▶ **Directions for this task**:
Nothing in the records may be left out or reworded; return them exactly.

[Natural-language object grounding data]
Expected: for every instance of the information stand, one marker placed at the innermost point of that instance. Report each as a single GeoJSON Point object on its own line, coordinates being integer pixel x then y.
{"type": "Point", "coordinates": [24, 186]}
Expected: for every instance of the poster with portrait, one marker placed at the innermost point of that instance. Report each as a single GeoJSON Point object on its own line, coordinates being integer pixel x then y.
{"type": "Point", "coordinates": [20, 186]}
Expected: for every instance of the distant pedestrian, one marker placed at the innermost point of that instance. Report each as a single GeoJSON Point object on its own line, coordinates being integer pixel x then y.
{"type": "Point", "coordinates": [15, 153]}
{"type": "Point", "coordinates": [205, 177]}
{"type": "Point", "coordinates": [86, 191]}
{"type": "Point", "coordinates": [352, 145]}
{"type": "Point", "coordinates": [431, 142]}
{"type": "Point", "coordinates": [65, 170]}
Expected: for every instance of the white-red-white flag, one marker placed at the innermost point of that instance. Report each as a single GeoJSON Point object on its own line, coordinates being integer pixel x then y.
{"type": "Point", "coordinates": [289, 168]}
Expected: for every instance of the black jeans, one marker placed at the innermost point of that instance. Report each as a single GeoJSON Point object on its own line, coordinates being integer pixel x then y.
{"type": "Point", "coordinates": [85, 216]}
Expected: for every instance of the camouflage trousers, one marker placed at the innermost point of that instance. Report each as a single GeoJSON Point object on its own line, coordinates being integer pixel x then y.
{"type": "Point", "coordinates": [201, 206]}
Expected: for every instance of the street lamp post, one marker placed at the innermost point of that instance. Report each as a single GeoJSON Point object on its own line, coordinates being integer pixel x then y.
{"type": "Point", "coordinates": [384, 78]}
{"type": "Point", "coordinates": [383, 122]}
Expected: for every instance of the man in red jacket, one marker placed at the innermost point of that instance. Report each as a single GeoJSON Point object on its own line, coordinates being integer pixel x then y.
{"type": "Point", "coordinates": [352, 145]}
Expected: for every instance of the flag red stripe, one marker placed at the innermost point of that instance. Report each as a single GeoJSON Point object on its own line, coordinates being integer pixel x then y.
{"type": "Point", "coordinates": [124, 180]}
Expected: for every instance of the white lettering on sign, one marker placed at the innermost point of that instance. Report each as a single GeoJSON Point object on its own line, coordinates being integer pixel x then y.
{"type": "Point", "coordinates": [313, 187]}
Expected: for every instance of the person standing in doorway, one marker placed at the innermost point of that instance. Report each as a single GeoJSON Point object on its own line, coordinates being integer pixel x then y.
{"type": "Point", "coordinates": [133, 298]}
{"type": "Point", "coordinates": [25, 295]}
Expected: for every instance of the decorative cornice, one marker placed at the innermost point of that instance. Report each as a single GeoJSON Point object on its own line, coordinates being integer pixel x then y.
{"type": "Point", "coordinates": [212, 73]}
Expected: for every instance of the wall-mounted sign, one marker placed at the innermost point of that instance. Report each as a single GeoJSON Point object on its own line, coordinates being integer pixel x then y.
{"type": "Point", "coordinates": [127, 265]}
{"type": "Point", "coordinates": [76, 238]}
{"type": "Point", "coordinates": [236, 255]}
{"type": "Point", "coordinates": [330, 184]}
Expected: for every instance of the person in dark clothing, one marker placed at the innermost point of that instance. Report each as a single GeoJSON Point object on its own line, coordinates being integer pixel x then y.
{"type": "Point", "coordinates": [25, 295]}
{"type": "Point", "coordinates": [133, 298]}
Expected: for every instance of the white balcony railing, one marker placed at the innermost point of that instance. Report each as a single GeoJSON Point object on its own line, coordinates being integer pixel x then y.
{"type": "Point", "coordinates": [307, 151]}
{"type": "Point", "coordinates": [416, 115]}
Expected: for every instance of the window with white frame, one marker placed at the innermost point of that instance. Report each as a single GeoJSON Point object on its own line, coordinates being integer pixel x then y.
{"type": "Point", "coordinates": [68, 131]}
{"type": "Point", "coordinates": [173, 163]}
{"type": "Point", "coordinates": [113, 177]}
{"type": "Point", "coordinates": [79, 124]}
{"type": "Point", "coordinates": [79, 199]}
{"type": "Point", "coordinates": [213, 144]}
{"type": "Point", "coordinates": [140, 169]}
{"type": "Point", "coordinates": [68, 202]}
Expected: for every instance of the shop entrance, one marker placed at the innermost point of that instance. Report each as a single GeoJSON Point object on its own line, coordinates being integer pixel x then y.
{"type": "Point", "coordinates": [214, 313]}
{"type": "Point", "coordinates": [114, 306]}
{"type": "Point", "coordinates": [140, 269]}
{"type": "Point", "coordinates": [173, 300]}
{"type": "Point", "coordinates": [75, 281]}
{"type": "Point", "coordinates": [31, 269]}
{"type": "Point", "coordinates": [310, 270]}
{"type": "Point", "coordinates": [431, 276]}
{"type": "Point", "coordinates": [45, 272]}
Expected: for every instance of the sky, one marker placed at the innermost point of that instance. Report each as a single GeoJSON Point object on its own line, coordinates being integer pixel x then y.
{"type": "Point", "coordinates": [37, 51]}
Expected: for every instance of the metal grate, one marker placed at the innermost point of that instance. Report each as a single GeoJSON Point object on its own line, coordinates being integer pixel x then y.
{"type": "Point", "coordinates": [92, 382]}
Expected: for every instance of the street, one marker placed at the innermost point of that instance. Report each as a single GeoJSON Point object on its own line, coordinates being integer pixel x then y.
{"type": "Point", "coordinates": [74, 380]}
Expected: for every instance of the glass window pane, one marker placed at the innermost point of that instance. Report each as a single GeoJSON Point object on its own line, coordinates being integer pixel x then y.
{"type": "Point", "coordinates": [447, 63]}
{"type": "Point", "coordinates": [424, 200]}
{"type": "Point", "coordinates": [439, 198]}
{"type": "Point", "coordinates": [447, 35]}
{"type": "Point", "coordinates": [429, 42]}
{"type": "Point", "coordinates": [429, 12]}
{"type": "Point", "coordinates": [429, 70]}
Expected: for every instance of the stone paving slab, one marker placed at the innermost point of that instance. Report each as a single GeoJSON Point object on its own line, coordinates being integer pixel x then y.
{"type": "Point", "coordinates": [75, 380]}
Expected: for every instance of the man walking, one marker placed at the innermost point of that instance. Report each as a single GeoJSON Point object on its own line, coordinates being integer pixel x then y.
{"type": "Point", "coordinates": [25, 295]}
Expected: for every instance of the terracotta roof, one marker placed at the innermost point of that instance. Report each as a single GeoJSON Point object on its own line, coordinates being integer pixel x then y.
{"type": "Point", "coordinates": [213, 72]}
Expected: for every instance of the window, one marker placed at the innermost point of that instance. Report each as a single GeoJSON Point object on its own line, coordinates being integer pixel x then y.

▶ **Written solution**:
Expected: for every instance of the information stand, one marker placed at the innermost point of that instance. Report each as a single GeoJSON Point object on its own line, coordinates being integer pixel x then y.
{"type": "Point", "coordinates": [24, 186]}
Expected: for every instance of the poster with portrait, one marker placed at the innermost point of that instance. Report each as a single GeoJSON Point object on its own line, coordinates being integer pixel x then y.
{"type": "Point", "coordinates": [20, 186]}
Expected: for every instance of the distant pedestrian, one marker placed at the innermost point of that instance. Report each as a single GeoJSON Point object on its own line, coordinates being integer pixel x then y.
{"type": "Point", "coordinates": [15, 153]}
{"type": "Point", "coordinates": [205, 177]}
{"type": "Point", "coordinates": [86, 191]}
{"type": "Point", "coordinates": [352, 145]}
{"type": "Point", "coordinates": [431, 142]}
{"type": "Point", "coordinates": [65, 170]}
Expected: for every instance of the white-red-white flag, one marker placed at the innermost point of that instance. Report each as a single GeoJSON Point object on its own line, coordinates being integer pixel x then y.
{"type": "Point", "coordinates": [289, 168]}
Expected: for every instance of the black jeans, one marker placed at the innermost point of that instance. Report each as a single GeoJSON Point object on its own line, coordinates being integer pixel x then y.
{"type": "Point", "coordinates": [85, 216]}
Expected: for every instance of the camouflage trousers, one marker placed at the innermost point of that instance. Report each as a single GeoJSON Point object on its own line, coordinates being integer pixel x then y.
{"type": "Point", "coordinates": [201, 206]}
Expected: for every instance of the street lamp post, one marker placed at the innermost point of that instance. Report each as a single GeoJSON Point object on its own line, coordinates being integer pixel x then y.
{"type": "Point", "coordinates": [384, 78]}
{"type": "Point", "coordinates": [383, 122]}
Expected: for every instance of the man in red jacket, one marker placed at the innermost point of that instance. Report each as a single GeoJSON Point object on its own line, coordinates being integer pixel x then y.
{"type": "Point", "coordinates": [352, 145]}
Expected: for every instance of the flag red stripe, one marker placed at the innermost point of that instance. Report each as a single GeoJSON Point object on its own line, coordinates being integer pixel x then y.
{"type": "Point", "coordinates": [124, 180]}
Expected: for every instance of the white lettering on sign, one marker placed at the innermost point of that instance. Report each as a single GeoJSON Point object on its own line, coordinates being integer pixel x then y.
{"type": "Point", "coordinates": [313, 187]}
Expected: for every instance of the person standing in doorway, one marker placed at the innermost point of that instance. Report each as a single GeoJSON Point object on its own line, coordinates being integer pixel x then y.
{"type": "Point", "coordinates": [133, 298]}
{"type": "Point", "coordinates": [25, 295]}
Expected: for every instance of the decorative cornice, one marker placed at the innermost point of that instance. Report each as a single GeoJSON Point object on its own line, coordinates being integer pixel x then y.
{"type": "Point", "coordinates": [212, 73]}
Expected: for every instance of the wall-mounted sign, one marker placed at the innermost point of that instance. Report each as a single GeoJSON Point object on its own line, coordinates being integer pixel x then y.
{"type": "Point", "coordinates": [127, 265]}
{"type": "Point", "coordinates": [76, 238]}
{"type": "Point", "coordinates": [236, 255]}
{"type": "Point", "coordinates": [330, 184]}
Expected: for every instance of the person in dark clothing, one marker placed at the innermost point of that instance. Report each as a single GeoJSON Point object on its own line, coordinates being integer pixel x then y.
{"type": "Point", "coordinates": [25, 295]}
{"type": "Point", "coordinates": [133, 298]}
Expected: for every instance of the white balcony railing, one marker placed at the innermost point of that instance. Report each as a single GeoJSON Point object on its own line, coordinates being integer pixel x then y.
{"type": "Point", "coordinates": [307, 151]}
{"type": "Point", "coordinates": [416, 115]}
Expected: for every instance of the window with white frame, one marker placed at the innermost point of that instance. Report each as a single GeoJSON Point object on its own line, coordinates being integer pixel x then y.
{"type": "Point", "coordinates": [68, 131]}
{"type": "Point", "coordinates": [173, 163]}
{"type": "Point", "coordinates": [113, 177]}
{"type": "Point", "coordinates": [79, 124]}
{"type": "Point", "coordinates": [79, 199]}
{"type": "Point", "coordinates": [213, 144]}
{"type": "Point", "coordinates": [140, 169]}
{"type": "Point", "coordinates": [68, 202]}
Expected: for every instance of the shop entrance, one marker placed at the innermost point of that instance. Report each as a single GeoJSON Point object on its own line, coordinates being integer pixel x then y.
{"type": "Point", "coordinates": [214, 313]}
{"type": "Point", "coordinates": [114, 306]}
{"type": "Point", "coordinates": [140, 269]}
{"type": "Point", "coordinates": [173, 300]}
{"type": "Point", "coordinates": [75, 281]}
{"type": "Point", "coordinates": [31, 269]}
{"type": "Point", "coordinates": [310, 270]}
{"type": "Point", "coordinates": [431, 276]}
{"type": "Point", "coordinates": [45, 272]}
Expected: for every instance of the sky, one marker placed at the innermost point of that instance. Report each as a single GeoJSON Point object on its own line, coordinates being integer pixel x then y.
{"type": "Point", "coordinates": [37, 51]}
Expected: for every instance of the metal grate, one marker placed at the innermost point of that instance. Report each as a single GeoJSON Point object on its own line, coordinates being integer pixel x then y.
{"type": "Point", "coordinates": [92, 382]}
Expected: for every instance of the street, one marker placed at the innermost point of that instance. Report each as a single GeoJSON Point object on its own line, coordinates being integer pixel x then y.
{"type": "Point", "coordinates": [74, 380]}
Expected: for every instance of the glass window pane, one marker placed at the innermost point of that instance. Report each as a single GeoJSON Point object on its own line, coordinates being integer pixel x then y.
{"type": "Point", "coordinates": [447, 63]}
{"type": "Point", "coordinates": [424, 200]}
{"type": "Point", "coordinates": [439, 198]}
{"type": "Point", "coordinates": [447, 35]}
{"type": "Point", "coordinates": [429, 42]}
{"type": "Point", "coordinates": [429, 12]}
{"type": "Point", "coordinates": [429, 70]}
Expected: for every instance of the stone paving slab, one marker placed at the innermost point of that instance. Report each as a single GeoJSON Point object on its own line, coordinates being integer pixel x then y.
{"type": "Point", "coordinates": [75, 380]}
Expected: for every instance of the man walking, one marker placed at the innermost point of that instance. Report each as a single GeoJSON Point object on its own line, coordinates being integer pixel x then y.
{"type": "Point", "coordinates": [25, 295]}
Expected: for every instance of the terracotta roof, one marker placed at the innermost point of that instance. Report each as a single GeoJSON Point object on its own line, coordinates being integer pixel x then y.
{"type": "Point", "coordinates": [213, 72]}
Expected: for every instance of the window, one marker placed at the innermost point of that instance. Report each as a single GeoJSON Point object on its own line, coordinates being integer pixel x then y.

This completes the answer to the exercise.